* [What to do]:
Everything from the line containing "Target: maroon carriage" to the last line of the data below should be copied word for word, and nothing else.

* [Input for this task]:
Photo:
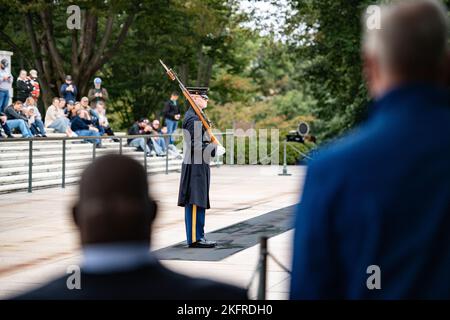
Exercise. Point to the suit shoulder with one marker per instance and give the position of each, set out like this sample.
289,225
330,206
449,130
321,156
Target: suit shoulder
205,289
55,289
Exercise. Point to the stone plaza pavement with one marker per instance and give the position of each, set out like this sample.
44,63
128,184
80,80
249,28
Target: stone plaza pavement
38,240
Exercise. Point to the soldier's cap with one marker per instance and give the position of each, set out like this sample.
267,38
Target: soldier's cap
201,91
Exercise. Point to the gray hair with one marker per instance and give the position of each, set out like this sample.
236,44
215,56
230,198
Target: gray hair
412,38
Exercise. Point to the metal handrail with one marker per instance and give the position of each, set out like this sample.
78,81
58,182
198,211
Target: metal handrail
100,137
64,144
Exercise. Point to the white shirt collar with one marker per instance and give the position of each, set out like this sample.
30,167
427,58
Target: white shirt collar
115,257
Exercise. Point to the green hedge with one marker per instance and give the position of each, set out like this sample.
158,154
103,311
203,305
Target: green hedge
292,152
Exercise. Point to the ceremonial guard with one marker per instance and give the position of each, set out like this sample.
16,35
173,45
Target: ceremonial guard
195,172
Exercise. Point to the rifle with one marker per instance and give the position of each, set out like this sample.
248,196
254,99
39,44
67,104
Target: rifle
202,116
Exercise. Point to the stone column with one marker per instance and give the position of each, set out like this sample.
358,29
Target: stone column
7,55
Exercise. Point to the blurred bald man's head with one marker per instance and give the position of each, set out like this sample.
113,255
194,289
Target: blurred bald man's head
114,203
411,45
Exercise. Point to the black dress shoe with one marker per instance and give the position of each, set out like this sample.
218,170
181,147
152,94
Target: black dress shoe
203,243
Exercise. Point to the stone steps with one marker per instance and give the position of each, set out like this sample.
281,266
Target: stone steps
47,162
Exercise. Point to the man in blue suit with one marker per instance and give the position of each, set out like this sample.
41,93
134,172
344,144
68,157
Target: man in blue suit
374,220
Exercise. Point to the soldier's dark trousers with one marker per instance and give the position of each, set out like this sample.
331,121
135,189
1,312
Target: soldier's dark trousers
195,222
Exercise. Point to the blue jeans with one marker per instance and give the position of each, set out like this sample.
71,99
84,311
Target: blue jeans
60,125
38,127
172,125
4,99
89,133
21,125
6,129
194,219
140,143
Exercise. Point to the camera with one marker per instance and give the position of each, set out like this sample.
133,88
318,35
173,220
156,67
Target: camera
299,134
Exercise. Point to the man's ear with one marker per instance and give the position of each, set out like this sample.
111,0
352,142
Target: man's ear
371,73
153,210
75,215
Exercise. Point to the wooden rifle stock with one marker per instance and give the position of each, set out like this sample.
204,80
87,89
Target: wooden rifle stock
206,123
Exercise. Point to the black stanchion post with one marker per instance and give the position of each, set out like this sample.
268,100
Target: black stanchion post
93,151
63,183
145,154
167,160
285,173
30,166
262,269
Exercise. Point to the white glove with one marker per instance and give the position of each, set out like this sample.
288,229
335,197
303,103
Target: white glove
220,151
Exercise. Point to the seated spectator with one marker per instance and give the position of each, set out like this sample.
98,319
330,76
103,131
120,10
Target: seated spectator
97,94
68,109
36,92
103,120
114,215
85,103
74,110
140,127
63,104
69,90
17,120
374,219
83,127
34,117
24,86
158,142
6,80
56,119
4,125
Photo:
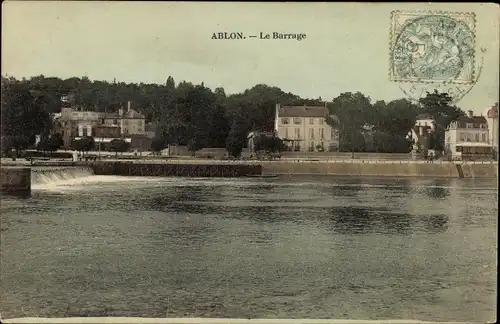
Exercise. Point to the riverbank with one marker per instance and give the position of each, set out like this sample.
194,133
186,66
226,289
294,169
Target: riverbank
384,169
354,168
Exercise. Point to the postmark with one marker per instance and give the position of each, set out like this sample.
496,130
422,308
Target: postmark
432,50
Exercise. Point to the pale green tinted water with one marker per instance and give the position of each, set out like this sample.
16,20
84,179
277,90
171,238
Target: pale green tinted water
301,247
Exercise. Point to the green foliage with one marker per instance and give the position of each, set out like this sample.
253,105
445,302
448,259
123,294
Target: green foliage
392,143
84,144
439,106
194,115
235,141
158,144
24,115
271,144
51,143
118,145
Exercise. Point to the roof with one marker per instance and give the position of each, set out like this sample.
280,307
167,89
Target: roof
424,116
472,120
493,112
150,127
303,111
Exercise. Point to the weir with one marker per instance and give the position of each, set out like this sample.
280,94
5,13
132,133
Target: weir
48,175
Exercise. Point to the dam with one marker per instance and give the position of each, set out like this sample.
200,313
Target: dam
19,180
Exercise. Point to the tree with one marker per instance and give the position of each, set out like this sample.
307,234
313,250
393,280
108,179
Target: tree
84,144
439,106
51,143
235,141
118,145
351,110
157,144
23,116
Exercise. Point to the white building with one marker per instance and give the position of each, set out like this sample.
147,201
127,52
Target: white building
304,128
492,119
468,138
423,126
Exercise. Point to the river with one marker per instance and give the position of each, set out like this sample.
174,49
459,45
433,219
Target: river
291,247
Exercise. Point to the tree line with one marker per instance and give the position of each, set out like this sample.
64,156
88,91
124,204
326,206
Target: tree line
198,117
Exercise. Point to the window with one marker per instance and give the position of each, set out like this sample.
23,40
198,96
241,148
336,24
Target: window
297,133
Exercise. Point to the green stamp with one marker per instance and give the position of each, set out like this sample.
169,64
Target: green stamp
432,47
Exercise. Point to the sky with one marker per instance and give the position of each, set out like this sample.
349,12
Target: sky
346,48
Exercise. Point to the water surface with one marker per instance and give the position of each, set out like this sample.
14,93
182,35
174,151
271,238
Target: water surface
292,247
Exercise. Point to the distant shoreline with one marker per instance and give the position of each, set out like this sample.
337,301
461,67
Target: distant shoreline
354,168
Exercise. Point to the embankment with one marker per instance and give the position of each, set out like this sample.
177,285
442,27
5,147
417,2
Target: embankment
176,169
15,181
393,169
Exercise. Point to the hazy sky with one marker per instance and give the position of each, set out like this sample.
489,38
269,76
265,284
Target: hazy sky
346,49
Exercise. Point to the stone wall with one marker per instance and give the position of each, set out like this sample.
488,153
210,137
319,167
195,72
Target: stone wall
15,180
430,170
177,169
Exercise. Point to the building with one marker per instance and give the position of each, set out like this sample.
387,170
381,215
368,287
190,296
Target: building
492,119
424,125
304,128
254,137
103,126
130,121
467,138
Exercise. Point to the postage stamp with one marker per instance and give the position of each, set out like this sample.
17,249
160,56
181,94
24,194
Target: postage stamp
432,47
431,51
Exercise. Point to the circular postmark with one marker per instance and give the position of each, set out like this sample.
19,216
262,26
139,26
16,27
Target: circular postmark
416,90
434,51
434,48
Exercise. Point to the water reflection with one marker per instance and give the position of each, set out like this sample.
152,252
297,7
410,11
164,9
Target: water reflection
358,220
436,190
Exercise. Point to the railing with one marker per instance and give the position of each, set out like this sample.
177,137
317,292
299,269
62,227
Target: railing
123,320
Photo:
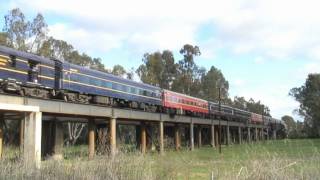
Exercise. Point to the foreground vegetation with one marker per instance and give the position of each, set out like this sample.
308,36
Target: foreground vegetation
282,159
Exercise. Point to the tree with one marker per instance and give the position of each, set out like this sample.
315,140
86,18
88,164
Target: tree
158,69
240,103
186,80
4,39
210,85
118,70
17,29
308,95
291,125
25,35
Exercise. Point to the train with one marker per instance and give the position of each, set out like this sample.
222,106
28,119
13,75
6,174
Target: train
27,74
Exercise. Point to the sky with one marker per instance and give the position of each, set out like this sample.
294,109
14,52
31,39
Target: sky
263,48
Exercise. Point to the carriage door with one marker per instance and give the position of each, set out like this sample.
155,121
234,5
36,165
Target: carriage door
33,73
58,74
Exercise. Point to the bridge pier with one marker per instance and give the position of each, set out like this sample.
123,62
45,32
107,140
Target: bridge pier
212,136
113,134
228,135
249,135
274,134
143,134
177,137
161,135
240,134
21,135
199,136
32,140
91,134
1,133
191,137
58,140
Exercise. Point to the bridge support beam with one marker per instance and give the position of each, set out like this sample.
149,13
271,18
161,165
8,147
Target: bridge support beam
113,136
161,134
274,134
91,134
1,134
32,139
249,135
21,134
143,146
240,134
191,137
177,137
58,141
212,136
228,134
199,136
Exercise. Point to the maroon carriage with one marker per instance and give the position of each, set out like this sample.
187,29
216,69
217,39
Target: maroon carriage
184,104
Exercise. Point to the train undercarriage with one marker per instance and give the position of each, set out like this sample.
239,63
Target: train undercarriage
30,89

* [Your response]:
Target: maroon carriage
184,104
Exercise. Point to the train undercarriage with one marker per instance and give the position of each, set out like this sample.
239,63
Target: train undercarriage
30,89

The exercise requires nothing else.